▶ Aim of the exercise
Return exactly the lines of the entries that start at the line containing "[pin] green leaf" and continue to the last line. Omit the pictures.

▶ Material for this task
────

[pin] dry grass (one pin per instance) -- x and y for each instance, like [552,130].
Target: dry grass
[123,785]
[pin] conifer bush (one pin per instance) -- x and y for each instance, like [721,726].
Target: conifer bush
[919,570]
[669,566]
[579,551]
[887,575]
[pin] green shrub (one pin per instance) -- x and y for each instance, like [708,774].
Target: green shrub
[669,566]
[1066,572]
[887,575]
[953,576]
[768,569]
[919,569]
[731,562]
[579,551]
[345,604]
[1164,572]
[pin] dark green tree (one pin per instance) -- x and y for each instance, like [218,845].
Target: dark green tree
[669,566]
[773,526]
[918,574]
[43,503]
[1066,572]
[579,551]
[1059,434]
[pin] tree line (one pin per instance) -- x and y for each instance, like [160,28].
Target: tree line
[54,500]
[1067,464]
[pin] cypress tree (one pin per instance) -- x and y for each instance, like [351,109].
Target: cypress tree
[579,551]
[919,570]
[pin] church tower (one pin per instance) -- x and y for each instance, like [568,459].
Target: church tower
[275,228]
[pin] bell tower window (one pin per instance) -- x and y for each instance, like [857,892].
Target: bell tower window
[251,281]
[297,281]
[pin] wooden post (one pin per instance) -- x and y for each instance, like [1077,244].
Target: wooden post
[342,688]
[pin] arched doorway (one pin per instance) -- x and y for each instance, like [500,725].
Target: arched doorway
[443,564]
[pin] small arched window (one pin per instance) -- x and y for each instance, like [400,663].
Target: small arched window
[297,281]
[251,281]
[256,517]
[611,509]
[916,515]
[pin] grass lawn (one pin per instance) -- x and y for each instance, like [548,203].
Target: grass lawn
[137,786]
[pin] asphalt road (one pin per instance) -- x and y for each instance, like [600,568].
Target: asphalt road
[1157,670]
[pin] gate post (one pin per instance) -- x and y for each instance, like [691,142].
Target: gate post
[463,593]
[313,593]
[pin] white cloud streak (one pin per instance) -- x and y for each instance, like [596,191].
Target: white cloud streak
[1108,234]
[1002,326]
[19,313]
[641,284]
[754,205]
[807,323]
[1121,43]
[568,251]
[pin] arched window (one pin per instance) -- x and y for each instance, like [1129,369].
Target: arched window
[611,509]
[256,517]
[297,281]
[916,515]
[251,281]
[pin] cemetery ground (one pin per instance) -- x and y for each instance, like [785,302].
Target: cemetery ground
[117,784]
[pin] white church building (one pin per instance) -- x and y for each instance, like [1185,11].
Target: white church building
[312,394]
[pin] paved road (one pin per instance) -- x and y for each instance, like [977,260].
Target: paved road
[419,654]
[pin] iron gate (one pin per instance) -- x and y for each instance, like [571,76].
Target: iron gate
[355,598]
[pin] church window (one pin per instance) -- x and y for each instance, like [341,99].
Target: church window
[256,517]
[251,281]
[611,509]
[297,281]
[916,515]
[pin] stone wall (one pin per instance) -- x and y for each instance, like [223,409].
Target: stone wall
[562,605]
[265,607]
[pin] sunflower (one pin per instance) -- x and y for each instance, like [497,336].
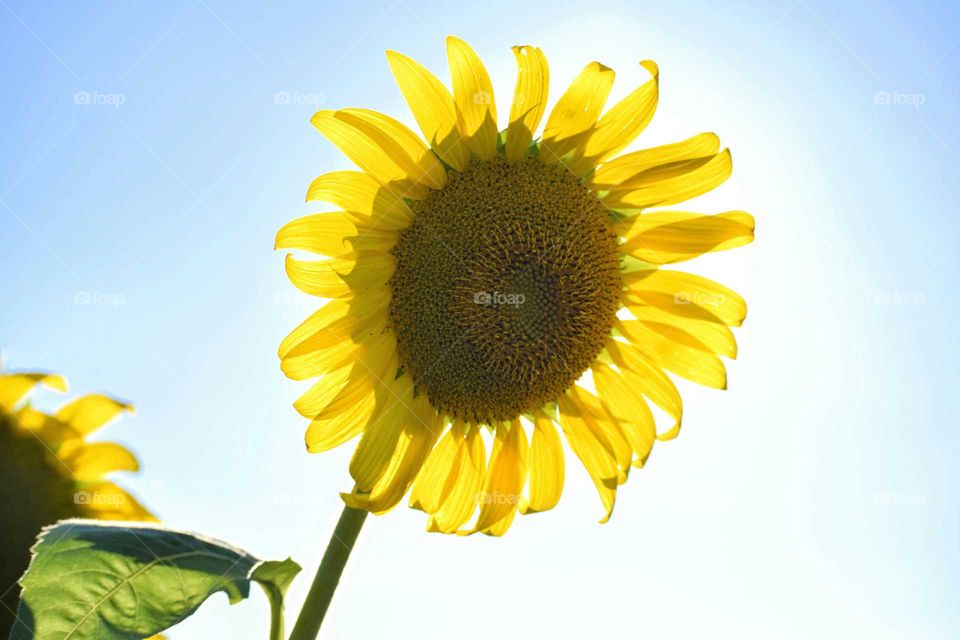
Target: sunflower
[49,472]
[490,290]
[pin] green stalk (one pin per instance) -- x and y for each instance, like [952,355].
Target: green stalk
[328,575]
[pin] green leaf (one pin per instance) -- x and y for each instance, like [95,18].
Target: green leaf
[275,578]
[125,581]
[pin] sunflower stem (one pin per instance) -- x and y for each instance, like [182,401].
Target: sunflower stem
[328,575]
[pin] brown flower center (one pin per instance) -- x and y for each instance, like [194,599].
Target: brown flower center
[506,287]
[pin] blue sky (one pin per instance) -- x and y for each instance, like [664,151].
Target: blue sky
[150,154]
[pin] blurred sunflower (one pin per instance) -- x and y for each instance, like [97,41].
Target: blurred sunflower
[484,283]
[49,471]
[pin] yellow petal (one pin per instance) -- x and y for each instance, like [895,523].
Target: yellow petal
[529,100]
[657,163]
[575,114]
[91,412]
[641,373]
[430,487]
[91,461]
[671,190]
[361,195]
[473,94]
[459,489]
[506,475]
[664,237]
[14,387]
[620,125]
[328,433]
[627,404]
[716,337]
[386,160]
[685,295]
[49,429]
[338,278]
[597,459]
[328,338]
[678,352]
[546,466]
[335,234]
[413,447]
[375,450]
[605,428]
[375,360]
[432,107]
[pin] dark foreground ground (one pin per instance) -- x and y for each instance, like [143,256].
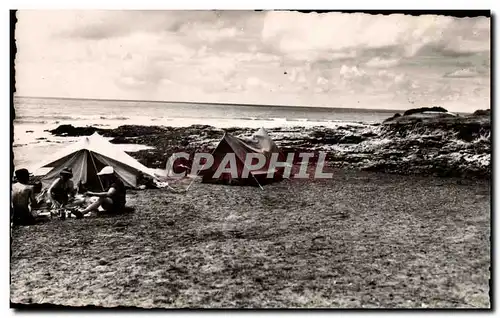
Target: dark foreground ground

────

▶ Correct answer
[pin] green leaf (one pin per instance) -- x and y for each instance, like [95,18].
Target: green leaf
[275,578]
[125,581]
[pin] sunflower stem (one pin per instance) -- x and y for each instance, like [182,401].
Target: sunflower stem
[328,575]
[pin] brown flower center (one pin per instance) -- x and y for each instance, like [194,599].
Target: brown flower center
[506,287]
[pin] blue sky (one pin per instance) -- x and y for each instance, like [664,151].
Target: blue sky
[150,154]
[pin] blurred sunflower (one pin per instance) -- x and y for each instance, like [97,41].
Target: blurred sunflower
[484,283]
[49,471]
[pin] yellow petal (one pin per instance) -- x and y for each instance, like [895,523].
Target: yellow petal
[529,100]
[657,163]
[575,114]
[91,412]
[641,373]
[430,487]
[91,461]
[671,190]
[361,195]
[473,94]
[459,489]
[506,475]
[664,237]
[14,387]
[620,125]
[328,433]
[627,404]
[716,337]
[386,160]
[685,295]
[49,429]
[338,278]
[597,459]
[328,338]
[678,352]
[546,466]
[335,234]
[413,447]
[375,450]
[605,428]
[375,360]
[432,107]
[pin] dark foreground ground (one pin per instance) -- x and y for each instance, like [143,256].
Target: dark foreground ground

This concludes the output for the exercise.